* PASSAGE PROVIDED *

Comorbidities were highly prevalent and included chronic rhinosinusitis (49%), nasal polyposis (19%), oesophageal reflux (36%), overweight and obesity (47%) and depression (19%). Bronchiectases diagnosed based on classical CT criteria were reported in 16% and aspirin sensitive asthma in 8% of SA while occupational asthma (4%), Churg Strauss syndrome (3%), ABPA (3%) and catamenial asthma (0.9%) were less frequent. Emphysema was present in 24 SA (7%) with 42% of those patients being current smokers, 42% ex-smokers and 16% non-smokers.

The number of oral steroid courses during the previous year was 2.03. The number of hospitalisations during the previous year and the last three years was 0.95 and 1.7 respectively. The detailed description of the number of hospitalisations and steroid course is descried in Table 2. Patients having a history of hospitalization due to asthma did not have predominant sputum inflammation feature or more severe airway obstruction.

* EXCERPTED DATA *
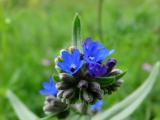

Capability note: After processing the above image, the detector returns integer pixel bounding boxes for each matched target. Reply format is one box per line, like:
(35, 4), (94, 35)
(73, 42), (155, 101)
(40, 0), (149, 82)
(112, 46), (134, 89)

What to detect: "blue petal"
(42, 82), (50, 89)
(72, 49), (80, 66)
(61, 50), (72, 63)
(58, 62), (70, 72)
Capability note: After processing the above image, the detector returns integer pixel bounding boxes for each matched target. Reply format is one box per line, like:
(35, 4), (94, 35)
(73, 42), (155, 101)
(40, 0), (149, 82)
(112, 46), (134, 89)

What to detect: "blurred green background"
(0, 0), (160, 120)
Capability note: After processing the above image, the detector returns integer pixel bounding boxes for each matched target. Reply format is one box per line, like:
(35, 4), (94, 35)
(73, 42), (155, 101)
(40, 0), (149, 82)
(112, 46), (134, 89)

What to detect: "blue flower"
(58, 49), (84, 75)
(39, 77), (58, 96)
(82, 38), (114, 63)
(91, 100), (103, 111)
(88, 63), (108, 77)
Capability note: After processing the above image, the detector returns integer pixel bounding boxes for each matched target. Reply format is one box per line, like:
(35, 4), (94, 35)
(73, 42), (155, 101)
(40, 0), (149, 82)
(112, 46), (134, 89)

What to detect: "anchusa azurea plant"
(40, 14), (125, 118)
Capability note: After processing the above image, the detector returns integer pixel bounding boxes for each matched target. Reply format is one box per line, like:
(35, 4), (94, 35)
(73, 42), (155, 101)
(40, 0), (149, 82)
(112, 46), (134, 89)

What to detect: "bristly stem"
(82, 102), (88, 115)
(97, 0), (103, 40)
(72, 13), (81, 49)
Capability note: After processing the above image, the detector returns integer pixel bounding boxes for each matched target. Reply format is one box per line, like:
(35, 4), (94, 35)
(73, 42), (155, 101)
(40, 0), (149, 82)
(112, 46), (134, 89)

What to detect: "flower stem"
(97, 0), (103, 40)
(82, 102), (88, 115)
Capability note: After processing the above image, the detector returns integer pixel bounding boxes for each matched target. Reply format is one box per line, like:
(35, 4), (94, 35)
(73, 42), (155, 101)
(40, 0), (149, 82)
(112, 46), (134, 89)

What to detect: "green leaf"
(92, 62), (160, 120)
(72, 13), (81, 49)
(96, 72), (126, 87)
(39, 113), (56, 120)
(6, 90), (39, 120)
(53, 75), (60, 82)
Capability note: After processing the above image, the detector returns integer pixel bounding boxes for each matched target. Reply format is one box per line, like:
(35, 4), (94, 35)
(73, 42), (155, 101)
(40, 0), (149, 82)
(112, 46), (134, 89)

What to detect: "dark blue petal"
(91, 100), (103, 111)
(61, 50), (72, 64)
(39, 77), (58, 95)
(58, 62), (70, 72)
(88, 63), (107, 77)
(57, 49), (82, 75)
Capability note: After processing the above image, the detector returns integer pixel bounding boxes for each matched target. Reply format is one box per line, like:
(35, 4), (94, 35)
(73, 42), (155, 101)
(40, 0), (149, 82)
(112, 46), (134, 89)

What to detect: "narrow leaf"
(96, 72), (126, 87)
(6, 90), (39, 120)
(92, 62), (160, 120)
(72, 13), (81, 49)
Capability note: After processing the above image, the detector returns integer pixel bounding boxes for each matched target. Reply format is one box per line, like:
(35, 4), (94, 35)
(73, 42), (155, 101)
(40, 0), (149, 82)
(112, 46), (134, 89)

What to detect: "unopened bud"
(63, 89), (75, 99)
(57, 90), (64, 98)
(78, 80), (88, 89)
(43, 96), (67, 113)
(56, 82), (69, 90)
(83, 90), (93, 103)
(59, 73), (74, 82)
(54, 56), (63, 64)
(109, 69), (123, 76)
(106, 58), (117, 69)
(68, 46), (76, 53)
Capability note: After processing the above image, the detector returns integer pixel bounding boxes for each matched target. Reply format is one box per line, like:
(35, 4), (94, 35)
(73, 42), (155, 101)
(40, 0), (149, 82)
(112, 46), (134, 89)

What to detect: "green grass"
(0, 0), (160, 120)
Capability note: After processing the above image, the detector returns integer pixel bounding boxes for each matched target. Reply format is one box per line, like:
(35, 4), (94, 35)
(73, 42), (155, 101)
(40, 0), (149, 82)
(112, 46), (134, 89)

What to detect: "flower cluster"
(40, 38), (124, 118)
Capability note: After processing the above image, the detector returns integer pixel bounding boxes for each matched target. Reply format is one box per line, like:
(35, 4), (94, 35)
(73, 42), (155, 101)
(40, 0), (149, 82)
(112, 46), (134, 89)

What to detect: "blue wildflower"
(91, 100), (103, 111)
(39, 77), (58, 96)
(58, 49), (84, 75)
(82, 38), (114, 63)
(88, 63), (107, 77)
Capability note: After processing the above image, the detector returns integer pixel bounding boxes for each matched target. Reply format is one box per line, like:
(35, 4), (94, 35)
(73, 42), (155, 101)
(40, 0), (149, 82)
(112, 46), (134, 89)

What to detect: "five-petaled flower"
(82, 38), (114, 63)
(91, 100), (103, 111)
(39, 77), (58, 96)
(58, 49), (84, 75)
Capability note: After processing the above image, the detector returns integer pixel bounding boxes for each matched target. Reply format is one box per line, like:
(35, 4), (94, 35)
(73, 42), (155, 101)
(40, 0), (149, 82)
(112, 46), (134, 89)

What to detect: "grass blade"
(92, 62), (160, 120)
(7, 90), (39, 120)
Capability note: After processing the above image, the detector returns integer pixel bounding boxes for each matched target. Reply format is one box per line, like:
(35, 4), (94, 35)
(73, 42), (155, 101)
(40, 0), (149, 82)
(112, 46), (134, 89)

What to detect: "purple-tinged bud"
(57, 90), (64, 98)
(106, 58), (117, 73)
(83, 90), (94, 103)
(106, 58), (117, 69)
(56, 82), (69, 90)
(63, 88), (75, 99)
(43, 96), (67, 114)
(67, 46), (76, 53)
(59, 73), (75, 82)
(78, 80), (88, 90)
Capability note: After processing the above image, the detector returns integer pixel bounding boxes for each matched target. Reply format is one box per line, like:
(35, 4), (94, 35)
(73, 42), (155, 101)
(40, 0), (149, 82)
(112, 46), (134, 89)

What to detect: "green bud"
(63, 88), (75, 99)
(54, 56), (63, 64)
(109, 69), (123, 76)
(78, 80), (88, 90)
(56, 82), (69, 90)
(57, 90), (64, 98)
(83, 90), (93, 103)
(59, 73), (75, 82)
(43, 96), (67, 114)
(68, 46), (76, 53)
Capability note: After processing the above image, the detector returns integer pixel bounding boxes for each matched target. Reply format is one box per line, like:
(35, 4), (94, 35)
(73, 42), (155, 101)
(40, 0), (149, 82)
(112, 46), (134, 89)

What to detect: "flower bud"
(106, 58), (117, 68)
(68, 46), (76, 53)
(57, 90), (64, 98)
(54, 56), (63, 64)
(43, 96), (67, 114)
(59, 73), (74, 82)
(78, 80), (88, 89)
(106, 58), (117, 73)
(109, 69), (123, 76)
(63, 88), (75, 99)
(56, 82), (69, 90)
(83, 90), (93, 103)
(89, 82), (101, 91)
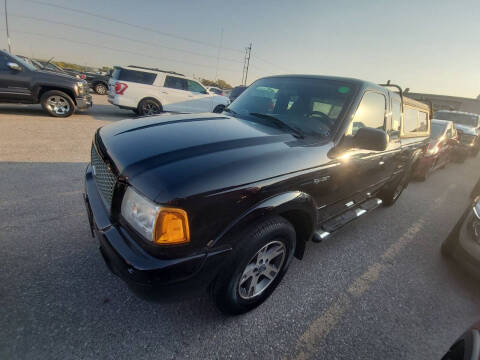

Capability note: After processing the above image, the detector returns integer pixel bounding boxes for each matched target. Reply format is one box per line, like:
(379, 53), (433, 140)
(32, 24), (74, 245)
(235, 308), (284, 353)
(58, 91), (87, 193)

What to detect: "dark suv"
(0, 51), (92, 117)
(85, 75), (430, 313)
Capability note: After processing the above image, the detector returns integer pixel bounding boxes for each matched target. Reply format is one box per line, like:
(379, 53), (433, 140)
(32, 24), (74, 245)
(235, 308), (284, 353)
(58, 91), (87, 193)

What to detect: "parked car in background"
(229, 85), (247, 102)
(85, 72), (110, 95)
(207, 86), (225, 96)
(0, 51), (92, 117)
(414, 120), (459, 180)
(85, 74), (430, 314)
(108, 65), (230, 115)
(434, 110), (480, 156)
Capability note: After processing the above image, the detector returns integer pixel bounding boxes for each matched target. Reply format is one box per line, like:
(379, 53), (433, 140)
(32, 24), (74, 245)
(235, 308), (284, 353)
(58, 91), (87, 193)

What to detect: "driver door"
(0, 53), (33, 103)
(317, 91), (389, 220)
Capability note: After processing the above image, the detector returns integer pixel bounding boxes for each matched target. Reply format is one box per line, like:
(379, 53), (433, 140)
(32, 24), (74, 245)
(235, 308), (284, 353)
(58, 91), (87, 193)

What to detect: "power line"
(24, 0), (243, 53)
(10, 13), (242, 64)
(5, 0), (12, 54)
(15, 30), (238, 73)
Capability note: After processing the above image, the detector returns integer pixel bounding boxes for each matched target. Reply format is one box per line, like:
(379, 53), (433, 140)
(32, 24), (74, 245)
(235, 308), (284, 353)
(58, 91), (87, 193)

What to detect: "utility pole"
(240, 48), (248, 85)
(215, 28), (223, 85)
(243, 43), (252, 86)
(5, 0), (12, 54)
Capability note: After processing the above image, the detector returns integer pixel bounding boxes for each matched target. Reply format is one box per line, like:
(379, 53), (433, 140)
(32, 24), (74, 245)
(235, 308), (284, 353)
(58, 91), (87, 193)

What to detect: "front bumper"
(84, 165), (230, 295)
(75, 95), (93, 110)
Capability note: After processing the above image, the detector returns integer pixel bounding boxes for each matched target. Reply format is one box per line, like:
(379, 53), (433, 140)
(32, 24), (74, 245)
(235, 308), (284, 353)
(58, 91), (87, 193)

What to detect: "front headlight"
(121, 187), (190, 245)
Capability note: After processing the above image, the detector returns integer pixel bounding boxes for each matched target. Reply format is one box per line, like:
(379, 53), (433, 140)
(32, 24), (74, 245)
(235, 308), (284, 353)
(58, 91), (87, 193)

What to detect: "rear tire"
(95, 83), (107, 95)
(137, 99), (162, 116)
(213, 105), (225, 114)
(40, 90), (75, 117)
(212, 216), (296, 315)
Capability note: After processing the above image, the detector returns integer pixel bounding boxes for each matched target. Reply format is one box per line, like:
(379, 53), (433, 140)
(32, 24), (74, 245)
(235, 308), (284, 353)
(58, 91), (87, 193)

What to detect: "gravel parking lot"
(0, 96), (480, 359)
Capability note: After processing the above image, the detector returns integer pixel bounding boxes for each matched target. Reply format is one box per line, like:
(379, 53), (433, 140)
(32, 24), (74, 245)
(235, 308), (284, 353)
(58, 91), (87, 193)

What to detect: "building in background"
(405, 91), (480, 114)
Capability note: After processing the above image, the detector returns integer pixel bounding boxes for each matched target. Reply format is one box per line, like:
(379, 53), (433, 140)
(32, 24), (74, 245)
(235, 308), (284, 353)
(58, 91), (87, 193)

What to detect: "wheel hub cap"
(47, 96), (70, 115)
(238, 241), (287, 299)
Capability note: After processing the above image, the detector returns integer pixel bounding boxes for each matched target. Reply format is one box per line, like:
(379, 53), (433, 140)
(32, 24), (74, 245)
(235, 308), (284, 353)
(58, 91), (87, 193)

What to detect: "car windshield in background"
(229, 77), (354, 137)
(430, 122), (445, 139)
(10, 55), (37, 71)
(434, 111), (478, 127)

* PROBLEM DETAILS *
In the passage on asthma comorbidities, list each condition named after the word "included," with the percentage the passage gives for it.

* EXERCISE RESPONSE *
- Chronic rhinosinusitis (49%)
- Nasal polyposis (19%)
- Oesophageal reflux (36%)
- Overweight and obesity (47%)
- Depression (19%)